----- Supplied information -----

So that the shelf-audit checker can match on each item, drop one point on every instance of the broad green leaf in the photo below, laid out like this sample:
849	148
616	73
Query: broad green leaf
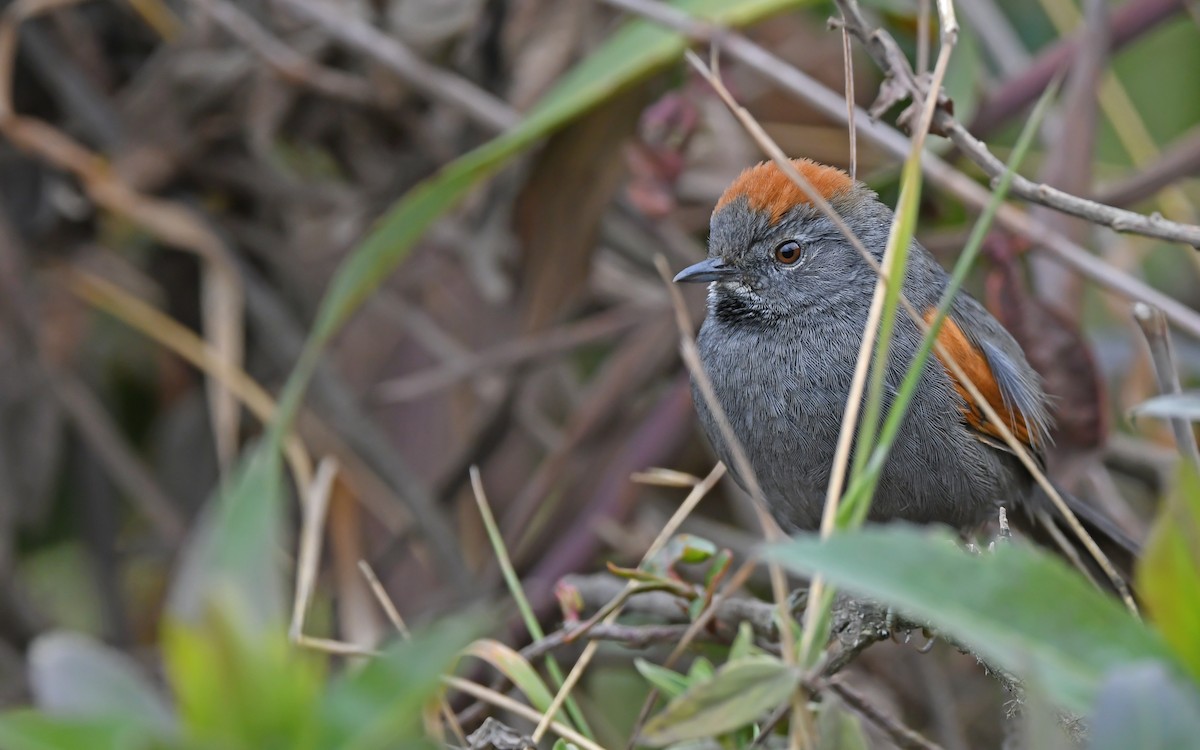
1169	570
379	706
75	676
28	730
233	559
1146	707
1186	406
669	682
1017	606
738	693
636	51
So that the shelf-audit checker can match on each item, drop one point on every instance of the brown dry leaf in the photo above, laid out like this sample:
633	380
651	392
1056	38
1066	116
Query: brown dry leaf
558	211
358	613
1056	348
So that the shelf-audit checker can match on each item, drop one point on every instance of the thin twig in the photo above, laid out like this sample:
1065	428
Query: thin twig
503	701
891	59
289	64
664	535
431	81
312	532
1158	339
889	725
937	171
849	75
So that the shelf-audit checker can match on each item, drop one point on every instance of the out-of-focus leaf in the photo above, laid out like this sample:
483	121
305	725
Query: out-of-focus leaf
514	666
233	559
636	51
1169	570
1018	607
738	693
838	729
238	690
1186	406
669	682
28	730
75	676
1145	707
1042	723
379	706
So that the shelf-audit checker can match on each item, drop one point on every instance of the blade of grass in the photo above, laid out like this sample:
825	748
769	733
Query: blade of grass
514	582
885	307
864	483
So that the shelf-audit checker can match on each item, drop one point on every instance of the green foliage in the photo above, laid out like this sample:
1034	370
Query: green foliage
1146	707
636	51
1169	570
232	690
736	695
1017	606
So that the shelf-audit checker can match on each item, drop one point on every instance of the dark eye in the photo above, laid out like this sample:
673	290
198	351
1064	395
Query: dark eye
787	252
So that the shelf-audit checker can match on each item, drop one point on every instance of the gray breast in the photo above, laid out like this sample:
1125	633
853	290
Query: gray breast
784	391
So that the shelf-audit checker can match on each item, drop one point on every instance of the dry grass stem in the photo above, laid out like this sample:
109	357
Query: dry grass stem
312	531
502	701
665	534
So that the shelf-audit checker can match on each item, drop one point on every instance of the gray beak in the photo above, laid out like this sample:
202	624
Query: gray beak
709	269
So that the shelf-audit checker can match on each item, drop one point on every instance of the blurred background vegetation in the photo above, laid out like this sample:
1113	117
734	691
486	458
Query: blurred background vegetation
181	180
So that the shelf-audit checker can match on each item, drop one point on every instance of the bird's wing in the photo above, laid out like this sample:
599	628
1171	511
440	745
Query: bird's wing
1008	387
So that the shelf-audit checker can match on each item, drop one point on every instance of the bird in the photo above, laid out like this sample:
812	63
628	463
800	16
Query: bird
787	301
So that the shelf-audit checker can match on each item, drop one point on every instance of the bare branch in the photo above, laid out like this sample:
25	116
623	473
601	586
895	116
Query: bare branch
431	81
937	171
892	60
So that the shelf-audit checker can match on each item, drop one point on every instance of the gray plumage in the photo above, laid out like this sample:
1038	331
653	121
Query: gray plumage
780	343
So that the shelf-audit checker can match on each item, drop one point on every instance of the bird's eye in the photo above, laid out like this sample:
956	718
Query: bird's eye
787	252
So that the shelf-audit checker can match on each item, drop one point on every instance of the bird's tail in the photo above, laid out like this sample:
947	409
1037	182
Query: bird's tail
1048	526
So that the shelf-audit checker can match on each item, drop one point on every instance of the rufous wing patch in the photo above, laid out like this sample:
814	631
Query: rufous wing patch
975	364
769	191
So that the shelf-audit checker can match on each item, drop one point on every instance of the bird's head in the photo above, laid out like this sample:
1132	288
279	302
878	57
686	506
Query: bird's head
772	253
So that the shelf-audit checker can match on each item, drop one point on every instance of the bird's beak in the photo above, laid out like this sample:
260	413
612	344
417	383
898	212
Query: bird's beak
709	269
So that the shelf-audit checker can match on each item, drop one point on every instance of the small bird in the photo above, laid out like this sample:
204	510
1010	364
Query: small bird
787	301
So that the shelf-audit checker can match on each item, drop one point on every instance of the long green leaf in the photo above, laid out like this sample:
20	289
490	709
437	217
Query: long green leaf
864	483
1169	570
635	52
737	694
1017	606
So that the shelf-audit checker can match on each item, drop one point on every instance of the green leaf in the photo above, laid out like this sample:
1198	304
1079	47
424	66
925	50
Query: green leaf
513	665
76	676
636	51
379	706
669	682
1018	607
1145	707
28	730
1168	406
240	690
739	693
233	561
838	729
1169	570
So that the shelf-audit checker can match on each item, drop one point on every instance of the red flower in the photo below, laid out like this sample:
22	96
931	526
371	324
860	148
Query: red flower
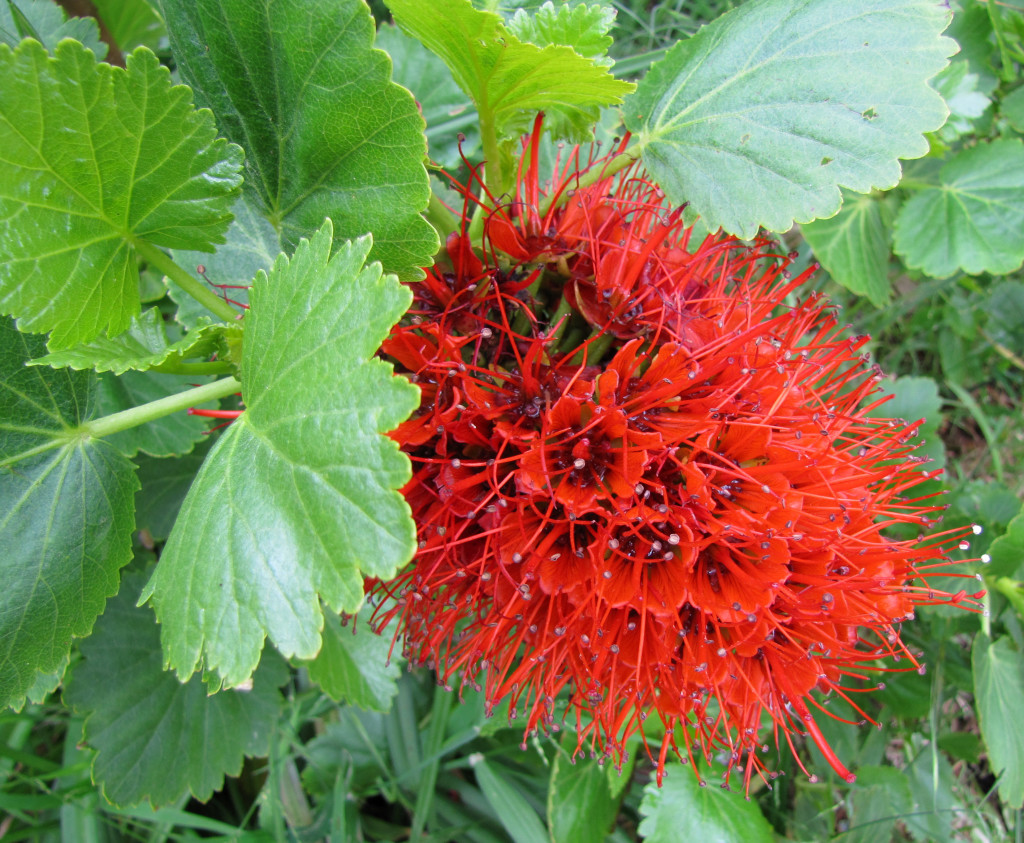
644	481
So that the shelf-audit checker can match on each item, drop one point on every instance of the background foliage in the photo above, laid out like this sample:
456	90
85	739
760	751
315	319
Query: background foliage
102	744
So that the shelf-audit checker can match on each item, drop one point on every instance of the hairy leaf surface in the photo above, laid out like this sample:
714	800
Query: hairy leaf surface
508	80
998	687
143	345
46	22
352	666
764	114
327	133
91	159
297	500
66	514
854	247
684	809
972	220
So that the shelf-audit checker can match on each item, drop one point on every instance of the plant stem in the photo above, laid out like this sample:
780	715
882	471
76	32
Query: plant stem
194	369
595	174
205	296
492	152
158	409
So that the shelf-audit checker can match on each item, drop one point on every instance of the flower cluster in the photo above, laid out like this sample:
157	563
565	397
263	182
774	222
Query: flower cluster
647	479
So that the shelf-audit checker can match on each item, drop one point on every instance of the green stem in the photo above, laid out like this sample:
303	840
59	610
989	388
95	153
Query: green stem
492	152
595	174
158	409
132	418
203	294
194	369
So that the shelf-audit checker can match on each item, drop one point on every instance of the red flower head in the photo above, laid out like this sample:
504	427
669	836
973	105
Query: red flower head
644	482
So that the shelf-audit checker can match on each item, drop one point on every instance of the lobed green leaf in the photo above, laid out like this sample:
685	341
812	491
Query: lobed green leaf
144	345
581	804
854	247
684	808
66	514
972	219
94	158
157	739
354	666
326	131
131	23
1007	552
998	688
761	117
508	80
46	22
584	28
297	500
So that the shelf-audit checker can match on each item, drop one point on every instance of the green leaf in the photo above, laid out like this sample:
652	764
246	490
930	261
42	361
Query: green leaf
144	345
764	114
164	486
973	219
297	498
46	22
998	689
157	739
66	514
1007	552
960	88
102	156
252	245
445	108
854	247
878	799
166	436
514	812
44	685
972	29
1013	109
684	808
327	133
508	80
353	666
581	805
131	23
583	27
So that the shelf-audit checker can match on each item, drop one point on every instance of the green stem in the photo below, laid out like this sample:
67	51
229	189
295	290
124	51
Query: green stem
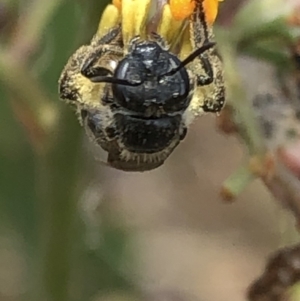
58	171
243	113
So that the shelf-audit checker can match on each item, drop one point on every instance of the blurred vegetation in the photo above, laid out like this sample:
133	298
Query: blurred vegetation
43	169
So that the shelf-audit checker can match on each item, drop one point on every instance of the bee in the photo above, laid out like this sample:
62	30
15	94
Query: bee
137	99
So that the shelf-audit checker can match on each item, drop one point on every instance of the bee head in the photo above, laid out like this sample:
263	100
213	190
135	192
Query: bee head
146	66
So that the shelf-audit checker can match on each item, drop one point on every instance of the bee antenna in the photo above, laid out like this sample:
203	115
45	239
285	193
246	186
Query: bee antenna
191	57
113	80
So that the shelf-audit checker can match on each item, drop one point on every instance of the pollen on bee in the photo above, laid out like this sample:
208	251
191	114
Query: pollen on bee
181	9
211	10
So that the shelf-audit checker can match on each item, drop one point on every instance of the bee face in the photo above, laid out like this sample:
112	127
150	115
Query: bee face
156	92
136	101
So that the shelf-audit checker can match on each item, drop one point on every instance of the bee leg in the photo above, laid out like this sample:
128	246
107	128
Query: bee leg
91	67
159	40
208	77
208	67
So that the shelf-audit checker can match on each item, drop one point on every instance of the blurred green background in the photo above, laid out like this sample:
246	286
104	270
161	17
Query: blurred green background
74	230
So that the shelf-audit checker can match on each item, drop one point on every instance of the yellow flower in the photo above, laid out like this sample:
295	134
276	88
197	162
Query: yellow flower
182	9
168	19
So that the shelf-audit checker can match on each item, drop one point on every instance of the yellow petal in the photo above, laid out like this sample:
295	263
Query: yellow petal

-----

Starting at the line that contains "the bee leg", copy each line exactly through the end of the listing above. Include that first line and the last one, and add nothing.

* **Final result**:
So that the shelf-audit checker can match on each item, drop one point on every instance of the bee leg in the photo above, laid out like this sample:
128	246
107	128
Query: bee leg
91	67
159	40
208	77
208	67
So that the shelf-audit checker can match on each item, drop one point on every instance of the blurred green background in the photo above, laid out like this sample:
246	286
104	270
161	17
Query: blurred green background
74	230
So that the shelf-audit checker can match on each item, drop one point on every instance of the yellow flower in the photo above, laid out like this sample:
295	134
276	88
197	162
Query: yellow flower
182	9
168	19
So that the shelf-audit checker can match on each item, drop one point on every instance of the yellow petal in the photo above, laid out like this sample:
295	263
Query: yellow petal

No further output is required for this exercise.